◆ Input records ◆
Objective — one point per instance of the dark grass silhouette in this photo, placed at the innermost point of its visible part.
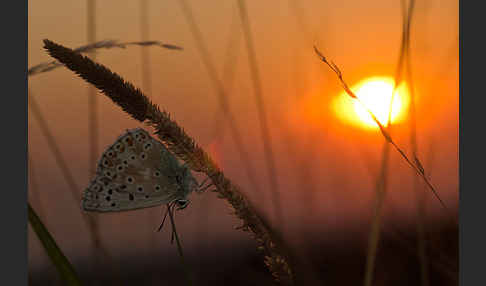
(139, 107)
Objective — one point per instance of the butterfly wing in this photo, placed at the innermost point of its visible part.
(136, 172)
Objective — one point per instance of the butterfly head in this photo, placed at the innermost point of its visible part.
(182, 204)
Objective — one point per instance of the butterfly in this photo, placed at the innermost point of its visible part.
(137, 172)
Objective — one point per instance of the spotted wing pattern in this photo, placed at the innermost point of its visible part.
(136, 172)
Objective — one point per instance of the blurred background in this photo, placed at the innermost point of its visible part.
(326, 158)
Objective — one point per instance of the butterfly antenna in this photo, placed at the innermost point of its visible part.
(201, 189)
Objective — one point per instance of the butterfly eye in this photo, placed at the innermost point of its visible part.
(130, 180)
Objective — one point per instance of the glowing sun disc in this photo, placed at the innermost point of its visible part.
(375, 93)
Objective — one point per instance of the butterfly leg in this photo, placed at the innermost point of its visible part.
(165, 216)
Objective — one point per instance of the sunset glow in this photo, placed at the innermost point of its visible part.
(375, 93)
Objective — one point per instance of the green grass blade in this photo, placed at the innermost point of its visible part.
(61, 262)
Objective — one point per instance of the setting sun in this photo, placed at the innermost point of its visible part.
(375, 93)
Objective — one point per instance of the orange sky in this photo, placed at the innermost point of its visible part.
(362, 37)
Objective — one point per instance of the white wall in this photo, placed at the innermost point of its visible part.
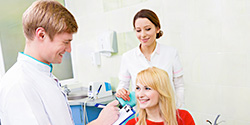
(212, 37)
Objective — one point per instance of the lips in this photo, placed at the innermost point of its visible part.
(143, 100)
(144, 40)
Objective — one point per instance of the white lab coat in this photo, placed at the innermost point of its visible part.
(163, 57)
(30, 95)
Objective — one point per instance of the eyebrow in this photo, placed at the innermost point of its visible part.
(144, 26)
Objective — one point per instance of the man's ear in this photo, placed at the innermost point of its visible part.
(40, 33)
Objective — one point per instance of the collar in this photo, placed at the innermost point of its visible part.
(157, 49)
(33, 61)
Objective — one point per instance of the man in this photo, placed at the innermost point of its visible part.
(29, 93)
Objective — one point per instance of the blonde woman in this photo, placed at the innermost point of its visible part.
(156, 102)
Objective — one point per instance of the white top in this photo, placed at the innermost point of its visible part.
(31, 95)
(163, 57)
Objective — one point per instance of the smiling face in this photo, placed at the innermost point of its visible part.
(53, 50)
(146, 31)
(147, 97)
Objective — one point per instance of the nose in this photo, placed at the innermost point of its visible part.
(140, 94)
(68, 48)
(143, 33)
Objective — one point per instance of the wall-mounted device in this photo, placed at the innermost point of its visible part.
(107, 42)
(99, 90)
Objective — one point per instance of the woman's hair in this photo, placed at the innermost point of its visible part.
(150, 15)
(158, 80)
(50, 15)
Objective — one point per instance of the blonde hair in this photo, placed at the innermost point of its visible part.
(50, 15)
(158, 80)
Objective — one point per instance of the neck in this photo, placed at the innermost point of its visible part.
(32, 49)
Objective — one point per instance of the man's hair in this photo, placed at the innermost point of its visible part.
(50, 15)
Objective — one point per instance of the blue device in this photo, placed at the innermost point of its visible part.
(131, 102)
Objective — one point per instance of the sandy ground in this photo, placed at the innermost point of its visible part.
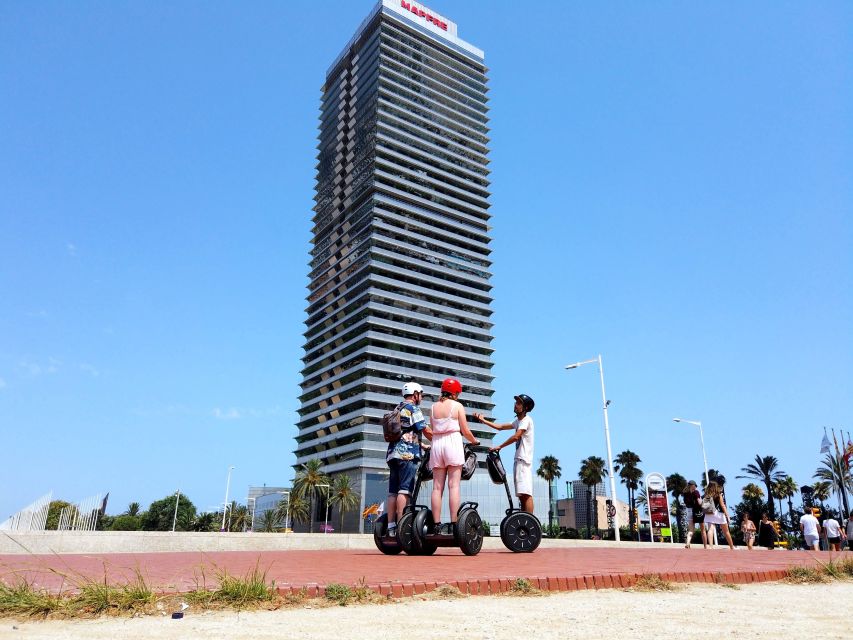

◆ Directions ◆
Could the entries above be copied out exactly, with no pictures included?

◆ Solution ◆
Objective — one point per instance of the dark grass silhouette in this photo, placed at the innermost point of its visible part.
(139, 107)
Objective — one point per instance of the butterfly wing in this photo, placed at the innermost point of its visible part.
(136, 172)
Objective — one point per instance of the butterfly head in this photo, placed at the innermost point of its visible part.
(182, 204)
Objective — one point per instance of the butterfly in this photo, placed at the innermost point of its visible part.
(137, 172)
Objective — one point per instance of the spotted wing pattern in this photo, placed at the innermost point of its visible part.
(136, 172)
Objective — one point per instance of the blurred background in this photo, placed at the innermost point of its visible part.
(326, 158)
Objective — one point per instance of the butterfly antenna in this photo, placed at the innermost point of its visible part.
(201, 189)
Objective — one point per instance of the butterfly eye in this photo, placed at the innermost point of its visible part.
(130, 180)
Objective — one point per instance of the glowing sun disc in this photo, placed at the innermost point of its visible part.
(375, 93)
Objective — one point per instance of the butterfly leg in this photo, placed at the innermost point of its visible part.
(165, 216)
Objective — one point per instance of the sunset glow in this photo, placed at the innermost point of its visible part.
(375, 93)
Objective — one point per instance of the green grass blade in this photo, placed at the innermost point of its visible part.
(61, 262)
Objective — one point per instance of the setting sun in this photo, placed at the innermost point of its visible part.
(375, 93)
Objective — one point per instance of the orange sky in this photo, placed at the innermost point of its visible part.
(362, 37)
Objective — one point per instance of the white wall in this photo, placed at the innermost point of its visible part.
(212, 37)
Objective — one point per instance of the lips in this photo, placed at the innermost point of its visible part.
(143, 100)
(144, 40)
Objective — one point per instance of the white lab coat in this photo, placed at the innermost point of its visible part.
(163, 57)
(30, 95)
Objective — one point per instance of the eyebrow in this photo, placed at the innermost point of its visible part.
(144, 26)
Objective — one point per instance of the man's ear in this photo, placed at the innermost point of its visible part.
(40, 33)
Objective — one point per instance of the collar in this photo, placed at the innermost point of its visible part.
(157, 49)
(33, 61)
Objective — one point per instance of the man in this photo, placed at the innermost point of its visible part.
(29, 93)
Objective — one point per instance of the blonde woman in this photo, placed at the innermost point of its visible part.
(156, 102)
Objective — one point per instance of the white top in this photo, placed at the innermost point of its visible part.
(31, 95)
(163, 57)
Objective — one point per instance of the smiling face in this photo, placed at the innermost point of its visible part.
(53, 50)
(146, 31)
(147, 97)
Objective — one point per instance of the nose in this photo, placed at the innermost point of its visible part.
(140, 94)
(68, 48)
(143, 33)
Objective — one point per instance of the wall-mounted device in this photo, placed at the innermost point of its visible part.
(107, 42)
(99, 90)
Objective — one point per instance of the woman's hair in this photo, placed at the innermost point of its visible part.
(150, 15)
(158, 80)
(50, 15)
Objective — one point per instance of the blonde hair in this photo, placed at the innermost point of its visible part.
(50, 15)
(158, 80)
Objective — one point per instance of the neck in this photo, placed at the innermost point of its visible part.
(32, 49)
Objective — one point per instance of the man's hair in this photo, placed at the innermost point of its visible part.
(50, 15)
Objective — one point per instance of the blue device in this photo, placed at the innermost point of its visible part.
(131, 102)
Objective — one point per instance of the sandy ground in this photo, placed at the innermost point of its visible part.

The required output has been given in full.